*ASSIGNMENT*:
Please repeat all of the records, keeping every word unchanged.

*Records excerpted from a collection*:
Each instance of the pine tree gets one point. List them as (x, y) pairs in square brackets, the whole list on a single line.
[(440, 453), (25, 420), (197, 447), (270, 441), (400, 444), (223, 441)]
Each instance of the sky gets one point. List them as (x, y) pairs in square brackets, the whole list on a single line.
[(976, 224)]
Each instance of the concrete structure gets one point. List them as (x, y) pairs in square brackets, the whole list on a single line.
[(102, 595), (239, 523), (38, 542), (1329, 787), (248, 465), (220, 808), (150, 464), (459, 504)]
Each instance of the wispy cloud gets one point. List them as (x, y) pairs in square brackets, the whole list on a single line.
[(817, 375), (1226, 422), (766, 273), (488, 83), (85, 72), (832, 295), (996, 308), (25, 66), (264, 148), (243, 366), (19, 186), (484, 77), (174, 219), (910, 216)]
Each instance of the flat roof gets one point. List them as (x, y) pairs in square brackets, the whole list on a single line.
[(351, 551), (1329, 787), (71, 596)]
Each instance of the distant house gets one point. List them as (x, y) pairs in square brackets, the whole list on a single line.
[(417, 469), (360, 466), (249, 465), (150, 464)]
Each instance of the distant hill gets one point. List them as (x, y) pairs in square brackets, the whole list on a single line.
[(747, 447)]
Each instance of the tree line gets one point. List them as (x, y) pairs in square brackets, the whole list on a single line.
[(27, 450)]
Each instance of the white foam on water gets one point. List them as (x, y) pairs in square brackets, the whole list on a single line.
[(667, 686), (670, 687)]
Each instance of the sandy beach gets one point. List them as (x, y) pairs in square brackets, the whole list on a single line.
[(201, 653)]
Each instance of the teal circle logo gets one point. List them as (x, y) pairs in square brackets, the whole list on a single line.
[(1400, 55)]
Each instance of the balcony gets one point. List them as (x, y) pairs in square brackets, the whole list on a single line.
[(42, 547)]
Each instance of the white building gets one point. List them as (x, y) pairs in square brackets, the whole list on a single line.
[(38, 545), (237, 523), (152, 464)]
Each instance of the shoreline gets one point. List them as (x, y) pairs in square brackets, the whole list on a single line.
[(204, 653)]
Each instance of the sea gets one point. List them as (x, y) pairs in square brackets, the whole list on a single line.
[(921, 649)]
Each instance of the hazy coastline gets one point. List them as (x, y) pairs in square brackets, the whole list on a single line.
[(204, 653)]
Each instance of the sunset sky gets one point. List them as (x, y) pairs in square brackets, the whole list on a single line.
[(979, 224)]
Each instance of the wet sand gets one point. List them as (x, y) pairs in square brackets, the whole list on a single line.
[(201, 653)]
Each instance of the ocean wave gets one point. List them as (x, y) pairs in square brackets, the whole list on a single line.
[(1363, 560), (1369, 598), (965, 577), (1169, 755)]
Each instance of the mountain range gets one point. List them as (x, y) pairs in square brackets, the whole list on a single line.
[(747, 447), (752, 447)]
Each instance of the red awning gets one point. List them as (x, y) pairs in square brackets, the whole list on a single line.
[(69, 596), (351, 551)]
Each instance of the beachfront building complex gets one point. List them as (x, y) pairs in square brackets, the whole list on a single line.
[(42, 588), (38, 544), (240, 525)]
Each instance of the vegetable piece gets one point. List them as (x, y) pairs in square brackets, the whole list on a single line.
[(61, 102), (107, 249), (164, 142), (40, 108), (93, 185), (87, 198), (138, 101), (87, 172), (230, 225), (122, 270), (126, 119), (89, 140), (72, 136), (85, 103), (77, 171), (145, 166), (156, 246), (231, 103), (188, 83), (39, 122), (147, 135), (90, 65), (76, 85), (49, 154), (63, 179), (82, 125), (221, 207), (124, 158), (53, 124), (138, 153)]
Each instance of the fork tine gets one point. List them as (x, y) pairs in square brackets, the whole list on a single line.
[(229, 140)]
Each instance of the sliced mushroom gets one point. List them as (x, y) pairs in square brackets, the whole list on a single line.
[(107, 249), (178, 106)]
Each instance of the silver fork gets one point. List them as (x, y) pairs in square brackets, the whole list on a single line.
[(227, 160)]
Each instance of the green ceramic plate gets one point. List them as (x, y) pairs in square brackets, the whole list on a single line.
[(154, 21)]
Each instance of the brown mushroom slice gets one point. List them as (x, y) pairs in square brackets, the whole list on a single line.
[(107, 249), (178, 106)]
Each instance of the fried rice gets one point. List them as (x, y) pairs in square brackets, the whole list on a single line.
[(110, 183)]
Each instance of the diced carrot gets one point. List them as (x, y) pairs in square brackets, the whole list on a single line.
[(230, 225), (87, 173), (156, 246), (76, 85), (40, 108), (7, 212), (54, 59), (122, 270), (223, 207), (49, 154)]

*ANSWER BOX*:
Each instance of the pine tree gets one point. List them as (x, y) pairs in square brackets, the whole list on a single line.
[(440, 453), (25, 420), (197, 447), (270, 441), (400, 444), (223, 441)]
Each instance of the sky gets one point. List them as (x, y) pairs in square brackets, the whole list on a single line.
[(976, 224)]
Each instance of the concrete structure gets one point. List them as (x, y) pairs in square brackets, the whole list on a single line.
[(102, 595), (239, 523), (38, 542), (1329, 787), (248, 465), (220, 808), (150, 464), (459, 504)]
Each instance of the wispy cloud gets one point. List them as (x, y) pairs in square brackets, the whole list on a single line.
[(817, 375), (1226, 422), (766, 273), (488, 83), (85, 72), (832, 295), (996, 308), (25, 66), (264, 148), (243, 366), (19, 186), (484, 77), (174, 219), (910, 216)]
Each instance of the flat roof gets one point. List them as (x, y) pairs in square brackets, the whole list on a single line.
[(351, 551), (1329, 787), (71, 596)]
Each instance of the distant house gets one point. List them as (x, y) pairs in square brackets, the whole list on a single line.
[(417, 469), (360, 466), (249, 465), (150, 464)]
Each instance of the distant hill gets one point. List them as (x, y) pairs in square brackets, the whole list on a single line.
[(747, 447)]
Each instance of the tree line gets one point. List them as (x, y) pairs in square brackets, the whole list on a single line.
[(27, 450)]
Each instance of the white foam on water gets one point. List them as (x, y) pairs in square brackets, the whole list on a single line.
[(667, 686), (670, 687)]
Each instance of the sandy beach gets one point. List them as (x, y) pairs in square brackets, the whole list on a single line.
[(201, 653)]
Each instance of the teal circle logo gets one point. List them as (x, y) pairs in square brackets, the whole list on a single line.
[(1400, 55)]
Each instance of the balcony gets one point. List them as (x, y) pairs in square brackets, the whole list on a single line.
[(42, 547)]
Each instance of the white building gets one point. List them as (x, y) pairs in square brackets, the whole list on a single line.
[(38, 545), (237, 523), (152, 464)]
Each instance of the shoreline gets one point. List them as (x, y) pairs in square brackets, the whole list on a single line.
[(204, 653)]
Each instance of the sea gets one point. List them as (x, y) pairs in square brackets, the whole list on a single line.
[(921, 649)]
Each instance of the hazy coastline gets one point. List them as (x, y) pairs in square brackets, the whole list on a single line.
[(204, 653)]
Each instance of the sunset sky gets one point. List them as (x, y) pairs in square brackets, the whole list on a single line.
[(979, 224)]
Each instance of the wet sand gets one point. List them as (x, y) pairs in square brackets, the whole list on a single line.
[(201, 653)]
Each instance of the ocean wave gets one point. List them as (x, y) pairs in square brackets, the whole list on a single line.
[(1363, 560), (1369, 598), (965, 577), (1169, 755)]
Each instance of the mountain range gets one point. List them as (x, y) pairs in square brackets, the whole list on a single line.
[(747, 447), (752, 447)]
Each instance of the red awning gets one point. List them as (x, y) pairs in square brackets, the whole list on a single line.
[(69, 596), (351, 551)]
Each instance of the beachfront building complex gets one point. List them as (x, y) pairs in square brackets, the whole list on a single line.
[(42, 588), (38, 544), (240, 525)]
Each instance of the vegetable piece gets one point. List them as (x, y) pairs in square brackets, the whole list on a single line.
[(61, 102), (107, 249), (164, 142), (40, 108), (93, 185), (87, 198), (138, 101), (87, 172), (230, 225), (122, 270), (126, 119), (89, 140), (72, 136), (85, 103), (77, 171), (145, 166), (156, 246), (231, 103), (188, 83), (39, 122), (147, 135), (90, 65), (76, 85), (49, 154), (63, 179), (82, 125), (221, 207), (124, 158), (53, 124), (138, 153)]
Each instance of the fork tine gets one point. List them as (x, y) pairs in square brackets, the whole list on a single line.
[(229, 140)]
Each instance of the sliced mushroom gets one point. List them as (x, y) pairs in square brackets, the whole list on a single line.
[(107, 249), (178, 106)]
Each instance of the silver fork gets one point. List them as (x, y) pairs in square brackets, the whole list on a single line.
[(227, 160)]
Each instance of the green ceramic plate gets one point. List them as (x, y) pairs in square brackets, the whole list on a single line.
[(154, 21)]
Each instance of the brown mushroom slice gets one point. List them as (x, y) pairs in square brackets, the whole list on a single line.
[(107, 249), (178, 106)]
Each instance of the fried rice gets one point. List them as (x, y) pairs in square brackets, the whole list on a single line.
[(110, 183)]
Each instance of the diced carrot gets one point. List them as (x, y) pairs in square brackets, the whole list on a single line.
[(230, 225), (87, 173), (156, 246), (76, 85), (40, 108), (7, 212), (54, 59), (122, 270), (223, 207), (49, 154)]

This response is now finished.